=== SUPPLIED TEXT ===

Here's to Paul Newman.

 
 
marystan
06 September 2008 @ 07:17 am
Checking in because it's been a while. I hope all of you have been watching Jon Stewart. He has been brilliant covering the conventions the last couple of weeks. I think the gloves are off and he is finally saying enough is enough. His staff has no equal at finding the video clips that speak louder than anything else. Last night he had clips of John McCain's acceptance speech spliced with George Bush's acceptance speech from 2000. No difference. End of story. He also had a brilliant video biography of McCain, Reformed Maverick and how he changed totally after 2006 and there are so many clips of him contradicting himself. But the difference is now, he's a winner. Check out their website if you haven't seen this brilliance. And Sarah Palin is just Sarah Palin and if the country loves her it is not because we didn't do our jobs well enough, but because that is truly the country we live in. A lot of dust in the eyes.

I'm in my fourth week of my little meditation class that I'm doing on Saturdays and I'm loving it. How the hell did I get here?

I'm totally blond again although the woman who cuts my hair, and to whom I give free reign, had a moment the other day and I walked out of there looking like a bleached-blonde Eraserhead. Well, maybe not exactly, but my brain can't quite deal with the asymmetrical lilt. It's so subtle that it looks like a mistake and if she had shaved half my head I would be more comfortable. I'll be okay.

Had a phone call the other day. It was from a woman I was best friends with when I was little. She lived in the building next door and we were born on the same day; we haven't been in touch for over 30 years. She googled me, and there I was. I love technology. She's a therapist on Long Island. Hey, maybe I'll get some free analysis.

===

# COMPLETE THE FOLLOWING
A. In the journal entry, why would the writer be more comfortable if the hairdresser had shaved half their head? Answer in one to three sentences.
B. Summarize the journal entry in three sentences.

=== DATA FOR REVIEW ===

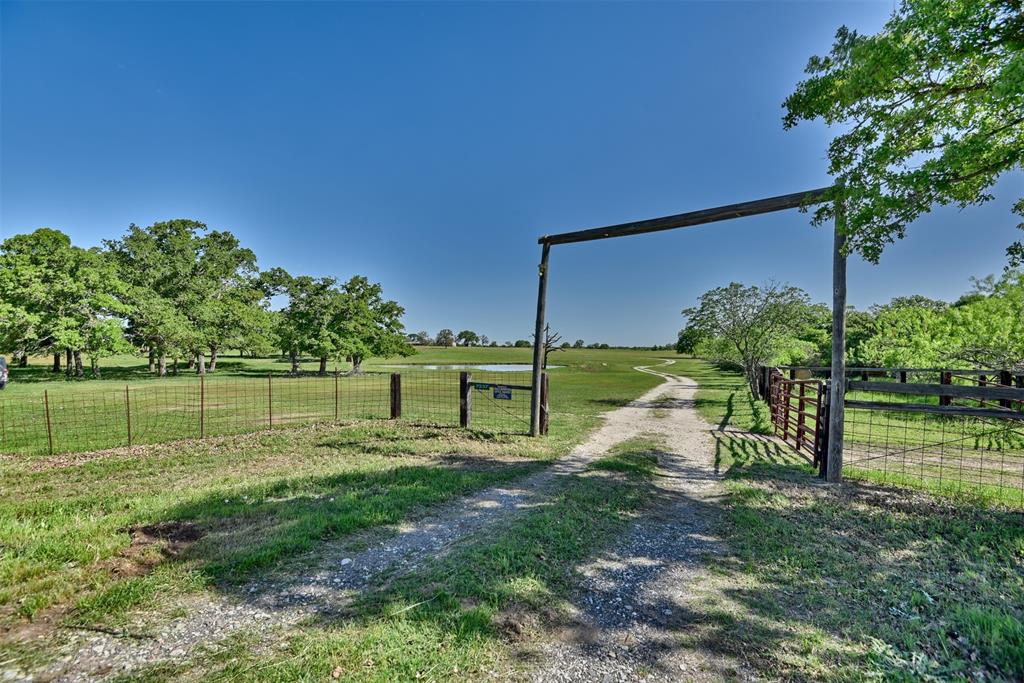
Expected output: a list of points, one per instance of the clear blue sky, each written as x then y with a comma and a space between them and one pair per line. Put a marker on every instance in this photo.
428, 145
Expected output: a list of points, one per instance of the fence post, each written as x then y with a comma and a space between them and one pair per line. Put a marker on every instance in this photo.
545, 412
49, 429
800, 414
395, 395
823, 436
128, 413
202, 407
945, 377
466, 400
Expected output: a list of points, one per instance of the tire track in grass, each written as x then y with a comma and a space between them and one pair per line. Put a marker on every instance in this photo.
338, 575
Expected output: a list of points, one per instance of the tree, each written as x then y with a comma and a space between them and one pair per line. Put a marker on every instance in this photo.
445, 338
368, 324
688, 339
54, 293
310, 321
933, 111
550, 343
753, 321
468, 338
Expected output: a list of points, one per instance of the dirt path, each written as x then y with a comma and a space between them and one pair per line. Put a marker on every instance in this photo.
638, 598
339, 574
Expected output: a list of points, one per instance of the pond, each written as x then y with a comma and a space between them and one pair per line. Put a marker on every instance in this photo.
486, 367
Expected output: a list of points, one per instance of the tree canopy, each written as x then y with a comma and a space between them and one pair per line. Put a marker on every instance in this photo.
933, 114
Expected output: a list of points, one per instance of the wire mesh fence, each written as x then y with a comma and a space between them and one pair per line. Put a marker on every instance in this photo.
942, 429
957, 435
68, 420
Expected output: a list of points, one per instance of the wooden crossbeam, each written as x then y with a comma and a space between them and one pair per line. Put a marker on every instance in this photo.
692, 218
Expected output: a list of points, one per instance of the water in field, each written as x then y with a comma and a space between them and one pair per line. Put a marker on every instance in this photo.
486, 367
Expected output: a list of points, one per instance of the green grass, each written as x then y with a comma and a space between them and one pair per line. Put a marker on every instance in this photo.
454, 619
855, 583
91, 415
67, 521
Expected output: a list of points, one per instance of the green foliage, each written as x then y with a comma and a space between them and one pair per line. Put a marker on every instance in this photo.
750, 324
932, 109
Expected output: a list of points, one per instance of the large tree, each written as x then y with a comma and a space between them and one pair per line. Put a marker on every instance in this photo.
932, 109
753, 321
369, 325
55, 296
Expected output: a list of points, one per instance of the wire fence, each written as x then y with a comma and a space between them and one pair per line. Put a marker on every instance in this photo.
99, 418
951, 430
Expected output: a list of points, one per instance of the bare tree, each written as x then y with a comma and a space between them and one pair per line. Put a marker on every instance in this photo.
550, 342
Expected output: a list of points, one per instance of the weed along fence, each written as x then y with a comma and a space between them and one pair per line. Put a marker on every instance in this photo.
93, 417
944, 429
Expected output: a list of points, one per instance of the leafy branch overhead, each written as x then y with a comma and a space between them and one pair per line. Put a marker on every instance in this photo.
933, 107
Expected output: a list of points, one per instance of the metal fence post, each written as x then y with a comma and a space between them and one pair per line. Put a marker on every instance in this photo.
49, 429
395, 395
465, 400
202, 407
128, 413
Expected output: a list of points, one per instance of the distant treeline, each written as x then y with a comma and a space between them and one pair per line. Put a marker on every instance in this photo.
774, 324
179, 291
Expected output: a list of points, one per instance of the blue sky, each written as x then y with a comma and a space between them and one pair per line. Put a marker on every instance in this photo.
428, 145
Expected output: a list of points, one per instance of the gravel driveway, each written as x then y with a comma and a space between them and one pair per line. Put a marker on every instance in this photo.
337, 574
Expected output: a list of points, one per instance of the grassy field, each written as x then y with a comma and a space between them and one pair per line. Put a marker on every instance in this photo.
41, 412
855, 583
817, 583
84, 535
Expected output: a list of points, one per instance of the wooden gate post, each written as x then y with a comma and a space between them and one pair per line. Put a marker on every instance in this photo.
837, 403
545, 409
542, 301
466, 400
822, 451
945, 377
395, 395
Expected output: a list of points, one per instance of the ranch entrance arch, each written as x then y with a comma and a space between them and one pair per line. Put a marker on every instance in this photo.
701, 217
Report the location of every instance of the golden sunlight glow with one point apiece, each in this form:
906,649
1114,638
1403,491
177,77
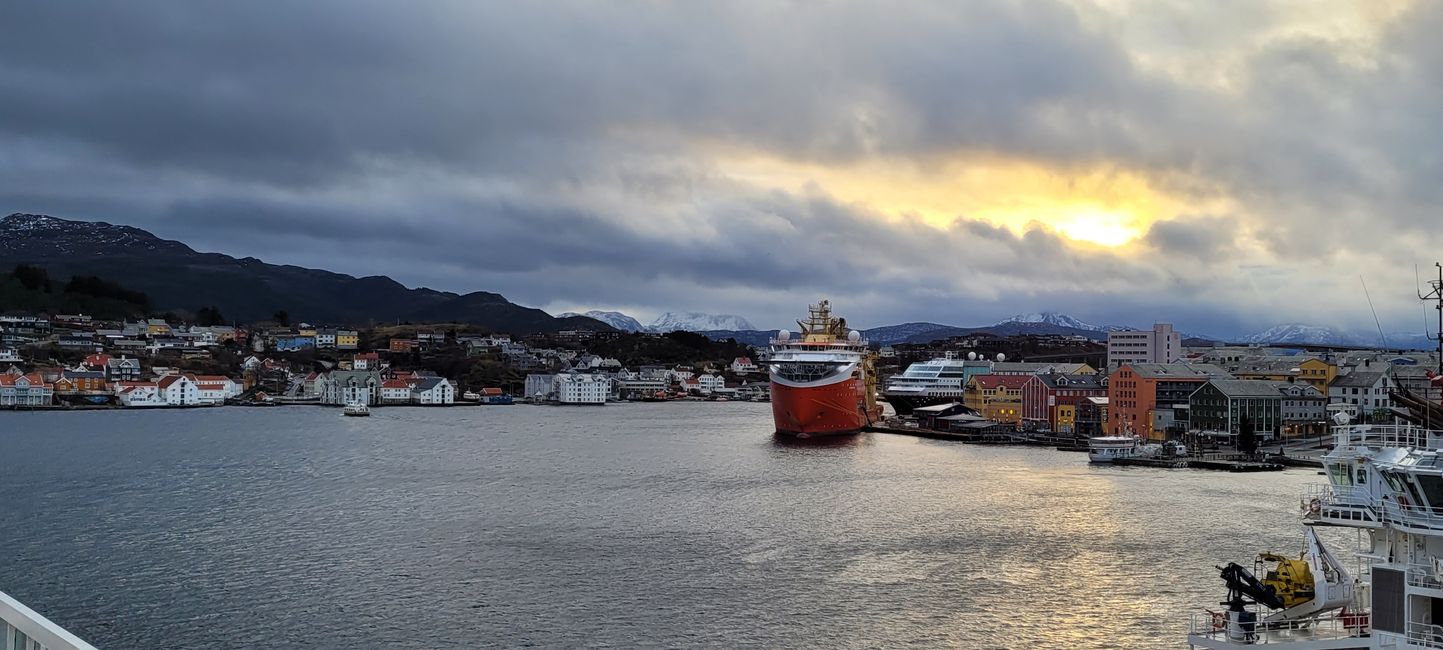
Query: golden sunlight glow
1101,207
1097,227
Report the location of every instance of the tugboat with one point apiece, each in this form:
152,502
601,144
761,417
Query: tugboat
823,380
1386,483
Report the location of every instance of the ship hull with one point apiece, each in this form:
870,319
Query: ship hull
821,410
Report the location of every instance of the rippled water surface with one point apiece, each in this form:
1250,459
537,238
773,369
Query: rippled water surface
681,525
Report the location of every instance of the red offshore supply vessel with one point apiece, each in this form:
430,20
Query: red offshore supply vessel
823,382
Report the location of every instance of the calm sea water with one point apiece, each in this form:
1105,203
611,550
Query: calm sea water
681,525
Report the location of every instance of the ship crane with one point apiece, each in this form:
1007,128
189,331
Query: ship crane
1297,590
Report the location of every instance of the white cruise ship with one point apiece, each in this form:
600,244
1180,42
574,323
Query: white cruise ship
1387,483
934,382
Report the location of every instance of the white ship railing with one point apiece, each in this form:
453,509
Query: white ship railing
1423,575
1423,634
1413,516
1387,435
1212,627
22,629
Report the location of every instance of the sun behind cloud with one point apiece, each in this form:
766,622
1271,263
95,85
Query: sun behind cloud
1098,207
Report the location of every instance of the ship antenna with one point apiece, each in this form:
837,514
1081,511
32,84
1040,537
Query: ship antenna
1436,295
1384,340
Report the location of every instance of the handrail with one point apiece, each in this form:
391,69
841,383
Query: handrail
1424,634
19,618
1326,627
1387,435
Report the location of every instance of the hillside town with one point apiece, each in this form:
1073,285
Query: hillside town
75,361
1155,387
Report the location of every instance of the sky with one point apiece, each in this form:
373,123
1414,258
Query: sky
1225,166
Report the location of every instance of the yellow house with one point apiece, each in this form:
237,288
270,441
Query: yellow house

===

# SOLVED PROBLEMS
A. The asymmetrical cut is so subtle that it looks like a mistake. A more obvious cut would clearly look intentional.

B. The writer praises Jon Stewart's recent convention coverage, including clips that pair John McCain's acceptance speech with George Bush's from 2000 and a video biography showing McCain contradicting himself. The writer is in the fourth week of a Saturday meditation class and is blond again, though uneasy about a subtly asymmetrical haircut. A childhood best friend who was born on the same day and had been out of touch for over 30 years found the writer through Google and called, and she is now a therapist on Long Island.